■ Required task ■
Please render the entries below as a JSON list of strings, one per line, with blank lines skipped. Begin at the line that contains "Task: a point for each instance of the bathtub, written" and stop after the line that contains "pixel 573 573".

■ Input data ■
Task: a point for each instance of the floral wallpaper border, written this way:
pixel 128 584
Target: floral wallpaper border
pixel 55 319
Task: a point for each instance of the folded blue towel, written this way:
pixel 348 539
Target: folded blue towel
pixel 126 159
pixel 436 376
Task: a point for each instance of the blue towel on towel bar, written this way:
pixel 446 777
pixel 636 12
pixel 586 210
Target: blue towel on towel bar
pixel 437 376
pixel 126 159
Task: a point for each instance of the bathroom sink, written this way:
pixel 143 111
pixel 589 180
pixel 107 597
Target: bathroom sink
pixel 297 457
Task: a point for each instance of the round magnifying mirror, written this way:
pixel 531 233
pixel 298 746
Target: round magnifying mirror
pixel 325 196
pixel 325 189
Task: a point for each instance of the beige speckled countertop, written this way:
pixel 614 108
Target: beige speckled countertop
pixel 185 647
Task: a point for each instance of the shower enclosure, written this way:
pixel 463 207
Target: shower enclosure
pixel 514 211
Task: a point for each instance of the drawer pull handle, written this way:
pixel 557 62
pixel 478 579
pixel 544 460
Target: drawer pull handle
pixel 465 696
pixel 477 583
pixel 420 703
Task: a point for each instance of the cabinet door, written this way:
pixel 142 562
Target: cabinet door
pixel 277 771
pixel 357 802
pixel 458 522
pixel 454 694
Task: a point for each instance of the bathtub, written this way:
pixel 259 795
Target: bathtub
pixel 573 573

--

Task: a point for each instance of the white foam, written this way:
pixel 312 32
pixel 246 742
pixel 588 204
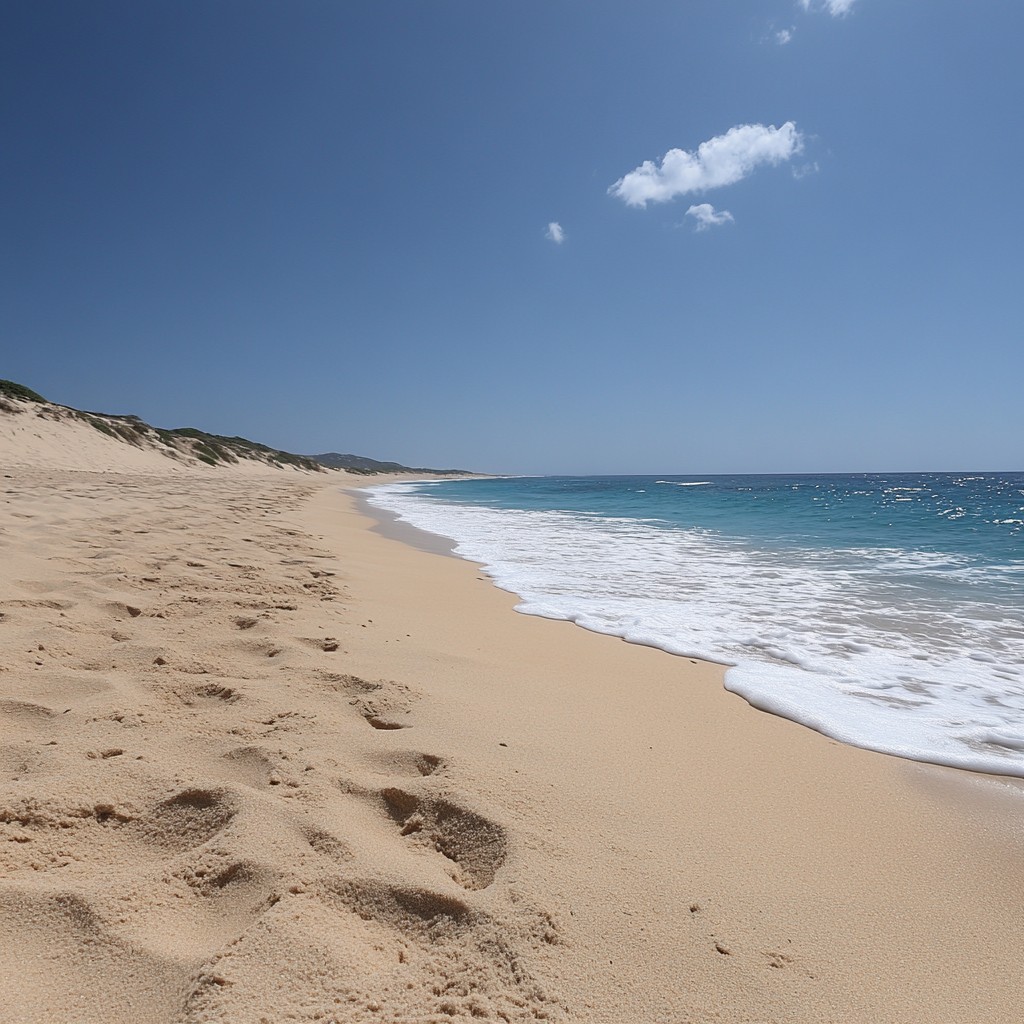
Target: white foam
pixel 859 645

■ Answer to the task ■
[
  "Task: a point for each instance of the bathtub, written this way:",
  "pixel 259 795",
  "Target: bathtub",
  "pixel 573 573"
]